"""
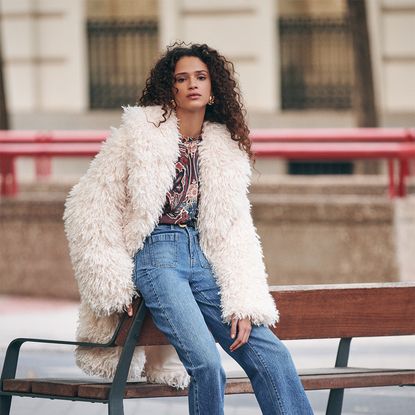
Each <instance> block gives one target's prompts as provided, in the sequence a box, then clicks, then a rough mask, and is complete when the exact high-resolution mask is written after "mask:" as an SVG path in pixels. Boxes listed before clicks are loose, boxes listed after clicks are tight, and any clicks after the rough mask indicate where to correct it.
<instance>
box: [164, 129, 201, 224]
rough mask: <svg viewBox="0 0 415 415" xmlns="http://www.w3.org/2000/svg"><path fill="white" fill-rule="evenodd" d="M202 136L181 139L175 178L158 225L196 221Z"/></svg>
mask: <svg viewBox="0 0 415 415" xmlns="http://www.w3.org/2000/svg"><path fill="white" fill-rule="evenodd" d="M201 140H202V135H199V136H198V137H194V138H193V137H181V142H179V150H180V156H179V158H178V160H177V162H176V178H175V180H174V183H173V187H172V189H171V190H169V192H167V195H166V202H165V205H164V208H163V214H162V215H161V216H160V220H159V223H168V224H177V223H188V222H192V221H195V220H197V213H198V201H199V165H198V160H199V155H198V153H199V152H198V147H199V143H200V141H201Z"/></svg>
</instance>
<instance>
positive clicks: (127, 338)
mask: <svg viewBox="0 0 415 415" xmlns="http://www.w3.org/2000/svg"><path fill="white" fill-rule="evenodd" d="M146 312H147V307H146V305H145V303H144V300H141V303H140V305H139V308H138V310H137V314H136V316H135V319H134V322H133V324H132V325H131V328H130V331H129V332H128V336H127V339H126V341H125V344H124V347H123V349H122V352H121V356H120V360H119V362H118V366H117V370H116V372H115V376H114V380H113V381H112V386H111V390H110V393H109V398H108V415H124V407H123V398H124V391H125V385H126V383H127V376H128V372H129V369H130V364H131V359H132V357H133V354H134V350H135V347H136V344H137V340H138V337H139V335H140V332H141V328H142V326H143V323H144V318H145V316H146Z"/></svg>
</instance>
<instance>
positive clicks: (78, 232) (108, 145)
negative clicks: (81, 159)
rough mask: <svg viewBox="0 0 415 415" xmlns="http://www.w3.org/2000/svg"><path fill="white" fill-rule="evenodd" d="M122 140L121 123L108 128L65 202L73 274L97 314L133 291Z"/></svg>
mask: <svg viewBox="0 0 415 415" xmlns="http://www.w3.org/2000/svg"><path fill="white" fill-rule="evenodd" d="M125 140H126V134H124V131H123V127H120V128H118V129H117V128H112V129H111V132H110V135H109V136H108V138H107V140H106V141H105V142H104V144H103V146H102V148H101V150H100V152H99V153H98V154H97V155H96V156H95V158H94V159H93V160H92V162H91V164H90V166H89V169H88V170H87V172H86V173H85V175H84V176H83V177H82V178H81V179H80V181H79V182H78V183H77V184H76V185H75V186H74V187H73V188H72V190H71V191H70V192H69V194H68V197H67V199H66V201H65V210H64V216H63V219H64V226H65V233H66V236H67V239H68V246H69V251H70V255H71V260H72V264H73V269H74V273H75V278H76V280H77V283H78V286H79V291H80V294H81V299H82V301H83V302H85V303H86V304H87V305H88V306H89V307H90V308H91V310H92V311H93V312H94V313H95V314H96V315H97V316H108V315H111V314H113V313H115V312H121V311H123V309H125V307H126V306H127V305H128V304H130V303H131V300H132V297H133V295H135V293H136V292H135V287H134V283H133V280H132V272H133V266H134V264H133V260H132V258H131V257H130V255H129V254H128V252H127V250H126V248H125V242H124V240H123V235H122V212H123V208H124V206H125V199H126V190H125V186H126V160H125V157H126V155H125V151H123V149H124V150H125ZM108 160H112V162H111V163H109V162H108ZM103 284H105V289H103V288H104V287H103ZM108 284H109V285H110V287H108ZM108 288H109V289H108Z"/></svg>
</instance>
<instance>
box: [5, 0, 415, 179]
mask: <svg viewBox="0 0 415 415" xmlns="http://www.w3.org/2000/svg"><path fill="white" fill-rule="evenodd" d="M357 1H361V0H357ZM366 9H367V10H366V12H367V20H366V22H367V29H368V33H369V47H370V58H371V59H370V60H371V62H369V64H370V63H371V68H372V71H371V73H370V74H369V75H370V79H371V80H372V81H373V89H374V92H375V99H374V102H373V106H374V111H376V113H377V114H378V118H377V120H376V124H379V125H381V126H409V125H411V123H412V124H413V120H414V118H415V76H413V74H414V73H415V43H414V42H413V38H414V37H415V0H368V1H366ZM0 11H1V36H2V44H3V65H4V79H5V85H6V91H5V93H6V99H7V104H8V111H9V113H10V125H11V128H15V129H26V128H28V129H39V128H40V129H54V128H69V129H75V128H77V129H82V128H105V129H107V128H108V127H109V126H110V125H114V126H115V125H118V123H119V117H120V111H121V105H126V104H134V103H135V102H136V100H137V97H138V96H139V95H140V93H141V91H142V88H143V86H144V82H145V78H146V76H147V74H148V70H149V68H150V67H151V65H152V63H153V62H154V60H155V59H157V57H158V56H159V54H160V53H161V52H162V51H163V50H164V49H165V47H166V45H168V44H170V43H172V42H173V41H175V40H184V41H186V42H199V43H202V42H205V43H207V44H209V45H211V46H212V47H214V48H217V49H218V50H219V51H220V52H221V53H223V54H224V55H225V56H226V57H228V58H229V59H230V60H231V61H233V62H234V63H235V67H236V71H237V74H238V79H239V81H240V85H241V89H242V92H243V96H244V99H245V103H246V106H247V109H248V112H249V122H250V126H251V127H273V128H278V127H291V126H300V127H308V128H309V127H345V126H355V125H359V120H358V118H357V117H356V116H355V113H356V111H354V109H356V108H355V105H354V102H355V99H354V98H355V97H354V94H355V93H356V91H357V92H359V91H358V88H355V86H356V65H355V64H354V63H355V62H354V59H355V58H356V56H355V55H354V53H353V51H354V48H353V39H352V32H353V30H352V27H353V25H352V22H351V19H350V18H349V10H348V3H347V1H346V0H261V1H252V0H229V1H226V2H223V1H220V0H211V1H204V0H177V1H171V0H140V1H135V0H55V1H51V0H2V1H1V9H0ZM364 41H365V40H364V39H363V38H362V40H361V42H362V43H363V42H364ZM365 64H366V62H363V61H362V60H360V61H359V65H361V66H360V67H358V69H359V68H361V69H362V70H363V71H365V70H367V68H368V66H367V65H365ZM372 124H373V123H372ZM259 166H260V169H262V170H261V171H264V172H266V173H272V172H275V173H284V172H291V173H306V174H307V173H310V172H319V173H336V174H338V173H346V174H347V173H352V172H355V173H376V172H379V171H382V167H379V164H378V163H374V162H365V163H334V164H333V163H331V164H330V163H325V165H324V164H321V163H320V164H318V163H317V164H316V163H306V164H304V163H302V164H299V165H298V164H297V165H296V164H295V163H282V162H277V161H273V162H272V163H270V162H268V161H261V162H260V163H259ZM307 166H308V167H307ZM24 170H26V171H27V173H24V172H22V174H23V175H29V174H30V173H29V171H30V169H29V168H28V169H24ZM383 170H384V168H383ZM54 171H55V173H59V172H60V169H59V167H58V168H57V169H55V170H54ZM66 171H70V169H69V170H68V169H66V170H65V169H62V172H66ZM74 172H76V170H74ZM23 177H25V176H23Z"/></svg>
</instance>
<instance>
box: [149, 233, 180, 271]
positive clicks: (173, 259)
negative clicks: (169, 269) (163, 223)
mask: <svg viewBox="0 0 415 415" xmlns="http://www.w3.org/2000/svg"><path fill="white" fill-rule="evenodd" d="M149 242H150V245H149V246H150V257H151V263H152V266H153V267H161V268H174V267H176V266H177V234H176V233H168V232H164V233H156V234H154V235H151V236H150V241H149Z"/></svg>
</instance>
"""
Informe quantas linhas do material acima contêm a palavra "clicks". Responda apenas com o número.

** RESPOSTA A SEGUIR **
6